* **What you should do**
From the records below, pick out each line that contains the word "clicks" and copy those lines over unchanged.
[[ Provided records open ]]
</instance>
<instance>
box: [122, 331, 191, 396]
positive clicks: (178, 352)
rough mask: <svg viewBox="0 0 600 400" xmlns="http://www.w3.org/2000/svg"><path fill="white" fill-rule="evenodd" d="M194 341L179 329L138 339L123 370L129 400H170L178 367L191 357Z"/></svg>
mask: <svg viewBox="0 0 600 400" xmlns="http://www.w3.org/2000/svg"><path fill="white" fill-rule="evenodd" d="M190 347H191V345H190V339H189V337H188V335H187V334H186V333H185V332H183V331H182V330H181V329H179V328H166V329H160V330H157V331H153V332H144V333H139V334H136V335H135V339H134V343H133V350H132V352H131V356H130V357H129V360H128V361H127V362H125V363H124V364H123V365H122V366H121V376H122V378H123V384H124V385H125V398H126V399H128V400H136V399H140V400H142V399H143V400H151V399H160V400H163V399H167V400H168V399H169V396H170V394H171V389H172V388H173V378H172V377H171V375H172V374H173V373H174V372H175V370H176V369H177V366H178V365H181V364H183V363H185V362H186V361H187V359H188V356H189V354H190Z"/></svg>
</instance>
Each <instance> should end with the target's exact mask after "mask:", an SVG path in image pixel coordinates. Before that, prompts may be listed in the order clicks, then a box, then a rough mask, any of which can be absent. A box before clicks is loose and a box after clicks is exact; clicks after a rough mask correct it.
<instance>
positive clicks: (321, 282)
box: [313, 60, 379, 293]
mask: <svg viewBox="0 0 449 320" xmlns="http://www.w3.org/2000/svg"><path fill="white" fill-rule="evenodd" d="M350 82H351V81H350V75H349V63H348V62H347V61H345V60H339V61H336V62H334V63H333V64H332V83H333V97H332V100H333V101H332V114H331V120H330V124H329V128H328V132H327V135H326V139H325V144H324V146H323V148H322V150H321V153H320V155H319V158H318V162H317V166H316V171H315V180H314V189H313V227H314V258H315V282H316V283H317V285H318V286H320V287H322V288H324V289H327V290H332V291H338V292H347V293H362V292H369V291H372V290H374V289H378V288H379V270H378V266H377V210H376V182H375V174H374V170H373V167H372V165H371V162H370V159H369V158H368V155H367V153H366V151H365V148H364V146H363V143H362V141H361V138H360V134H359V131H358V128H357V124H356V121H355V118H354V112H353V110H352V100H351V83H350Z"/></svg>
[[ Provided records closed ]]
* **Answer to the problem**
positive clicks: (178, 352)
Each <instance> should end with the target's exact mask after "mask:", an SVG path in image pixel coordinates. Before that, prompts may be listed in the order clicks, then a box, then a rough mask, any of which can be absent. A box before clicks is loose and a box after clicks is exact; clicks after a rough mask correct it.
positive clicks: (321, 282)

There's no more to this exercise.